Write out the listing below exactly, and omit any images you find in it.

Task data:
*-*-*
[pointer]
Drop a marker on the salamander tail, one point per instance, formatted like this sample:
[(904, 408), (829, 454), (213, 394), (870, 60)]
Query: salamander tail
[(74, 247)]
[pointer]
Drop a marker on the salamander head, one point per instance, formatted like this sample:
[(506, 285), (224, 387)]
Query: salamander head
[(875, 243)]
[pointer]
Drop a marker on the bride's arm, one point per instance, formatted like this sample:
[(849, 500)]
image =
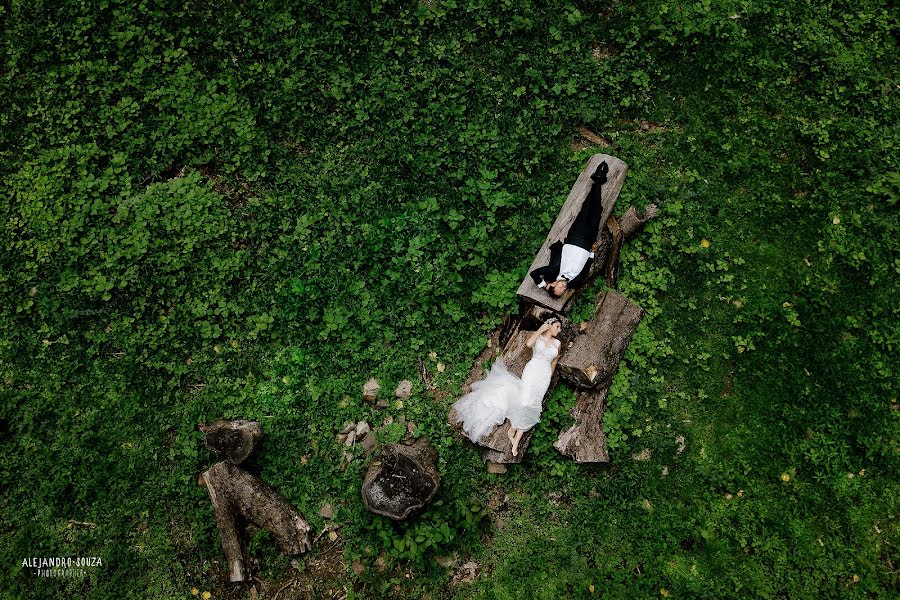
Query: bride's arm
[(533, 337)]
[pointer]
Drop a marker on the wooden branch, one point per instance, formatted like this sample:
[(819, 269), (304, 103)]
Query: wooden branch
[(593, 358), (528, 291), (402, 481), (233, 493), (232, 440), (585, 441), (612, 265)]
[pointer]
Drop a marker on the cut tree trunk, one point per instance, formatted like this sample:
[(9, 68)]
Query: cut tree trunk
[(593, 358), (402, 481), (585, 441), (615, 178), (612, 264), (235, 493), (232, 440)]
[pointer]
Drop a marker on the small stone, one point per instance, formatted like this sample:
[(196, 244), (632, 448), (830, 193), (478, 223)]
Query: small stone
[(445, 561), (496, 468), (370, 389), (369, 444), (358, 568), (404, 390), (642, 455)]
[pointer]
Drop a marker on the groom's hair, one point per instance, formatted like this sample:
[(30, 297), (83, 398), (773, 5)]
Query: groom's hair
[(555, 290)]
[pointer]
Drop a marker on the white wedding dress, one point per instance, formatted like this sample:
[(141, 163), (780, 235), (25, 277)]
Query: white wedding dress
[(501, 395)]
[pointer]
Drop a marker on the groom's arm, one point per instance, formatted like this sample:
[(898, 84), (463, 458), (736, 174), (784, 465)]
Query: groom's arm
[(541, 274)]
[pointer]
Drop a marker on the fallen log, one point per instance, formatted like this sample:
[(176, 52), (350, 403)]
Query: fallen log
[(585, 441), (232, 440), (403, 480), (235, 493), (593, 358), (528, 291)]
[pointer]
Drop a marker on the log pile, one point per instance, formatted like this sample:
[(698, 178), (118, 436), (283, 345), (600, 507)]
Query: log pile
[(590, 355)]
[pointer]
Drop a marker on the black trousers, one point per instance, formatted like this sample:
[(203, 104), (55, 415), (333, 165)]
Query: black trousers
[(583, 232)]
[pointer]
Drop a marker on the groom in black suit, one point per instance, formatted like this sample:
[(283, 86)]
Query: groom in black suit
[(570, 260)]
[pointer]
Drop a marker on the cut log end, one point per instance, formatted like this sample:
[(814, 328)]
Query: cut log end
[(232, 440), (403, 481)]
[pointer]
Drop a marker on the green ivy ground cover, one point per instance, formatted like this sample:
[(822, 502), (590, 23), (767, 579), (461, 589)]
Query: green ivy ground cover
[(247, 209)]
*-*-*
Full solution:
[pointer]
Drop a marker on the salamander tail, one point per instance, formatted like this sample:
[(904, 408), (829, 454), (213, 394), (870, 60)]
Query: salamander tail
[(74, 247)]
[pointer]
Drop a marker on the salamander head, one point per instance, formatted like this sample:
[(506, 285), (224, 387)]
Query: salamander head
[(875, 243)]
[pointer]
Drop a marker on the bride's arm, one point per instance, formatted like this sample:
[(849, 500)]
image =
Query: bride's arm
[(533, 337)]
[pointer]
Drop a marker on the wooden branch, one point per instance, formatted like this sample:
[(819, 269), (304, 103)]
Query: wooden branch
[(593, 358), (528, 291), (402, 481), (233, 493), (232, 440), (585, 441), (612, 265)]
[pointer]
Drop a marker on the cut tree trunk, one point per instance, formatted like this sample:
[(9, 68)]
Query: cut tree trunk
[(593, 358), (402, 481), (585, 441), (615, 178), (612, 264), (235, 493), (232, 440)]
[pointer]
Drop a marker on the small stone, one point per instance, formatted like this sample:
[(196, 244), (632, 448), (830, 193), (478, 223)]
Query: small stone
[(445, 561), (496, 468), (370, 389), (369, 444), (358, 568), (404, 390), (642, 455)]
[pointer]
Drop a marker on the groom's hair, one point per instance, formatted like this sample:
[(30, 297), (83, 398), (773, 5)]
Query: groom's hair
[(555, 290)]
[pointer]
Drop a marker on the white wedding dress, one point per instance, formatted like this sample:
[(141, 163), (780, 235), (25, 277)]
Query: white wedding dress
[(501, 395)]
[pointer]
Drop a marker on the groom's arm, one point per instance, formatted like this sample:
[(898, 84), (463, 458), (736, 174), (784, 465)]
Query: groom's arm
[(541, 274)]
[pointer]
Drop a marker on the fallen log, one point per instance, formatted like this sample:
[(176, 52), (350, 403)]
Query: fallen log
[(585, 441), (232, 440), (403, 480), (235, 493), (593, 358), (528, 291)]
[pointer]
Drop a marker on the log pile, one point per instance, formatted like this sample:
[(698, 178), (118, 436), (283, 345), (600, 507)]
Query: log pile
[(590, 355)]
[pointer]
Drop a marker on the black trousers, one point per instance, formatted like this sample:
[(203, 104), (55, 415), (333, 165)]
Query: black trousers
[(583, 232)]
[pointer]
Drop a marker on the groom in black suit, one point per instance, formatted like this sample:
[(283, 86)]
Query: groom in black suit
[(570, 260)]
[pointer]
Drop a marker on the cut log end, one point per instance, formatted like this sample:
[(814, 328)]
Query: cut log end
[(232, 440), (403, 481)]
[pointer]
Drop a marker on the green ivy ground cover, one point per instance, formatted like this sample:
[(822, 502), (590, 23), (767, 579), (461, 589)]
Query: green ivy ground cover
[(247, 209)]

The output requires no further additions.